On March 4, 2009, the company announced a proposed business combination with Western Goldfields. Under the terms, New Gold will acquire by way of a plan of arrangement all of the outstanding common shares of Western Goldfields on the basis of one New Gold common share and C$0.0001 in cash for each common share of Western Goldfields (the "Transaction"). Upon completion of the Transaction, existing New Gold and Western Goldfields shareholders will own approximately 58% and 42% of the combined company, respectively. Based on the closing price of New Gold's common shares on the TSX of C$2.30 on March 3, 2009, this offer represented a premium of 19.2% to the closing price of Western Goldfields shares on the TSX on March 3, 2009 and 20.1% to the 20-day volume weighted average trading price of both companies' shares on the TSX. Highlights of the Transaction:
- Diversified gold production base from three gold mines in
mining-friendly jurisdictions with forecasted gold production of
approximately 335,000 ounces in 2009, expected to increase to over
400,000 ounces in 2012
- Strong cash flow to fund development of the New Afton copper-gold
project in British Columbia, Canada
- Delivers on industry consolidation in a rising gold price environment
- Combines experienced management teams and boards of directors
- Enhances market presence
The Annual and Special Meetings for the shareholders of New Gold and Western Goldfields will be held on May 13, 2009 and May 14, 2009, respectively. The meeting materials for both companies were mailed to shareholders last week and filed on SEDAR at www.sedar.com. The New Gold materials are also available on the homepage of the company's website at www.newgold.com. The Transaction is expected to close on or about June 1, 2009.

(Given data)

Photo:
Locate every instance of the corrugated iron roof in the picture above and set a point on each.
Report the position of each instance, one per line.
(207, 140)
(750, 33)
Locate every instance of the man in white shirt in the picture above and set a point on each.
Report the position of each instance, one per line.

(Work required) Using the text on the New Gold and Western Goldfields combination, explain in one to three sentences what the combined company's strong cash flow is meant to do. The material has no role in this exercise.

(Full output) The strong cash flow is meant to fund development of the New Afton copper-gold project in British Columbia, Canada.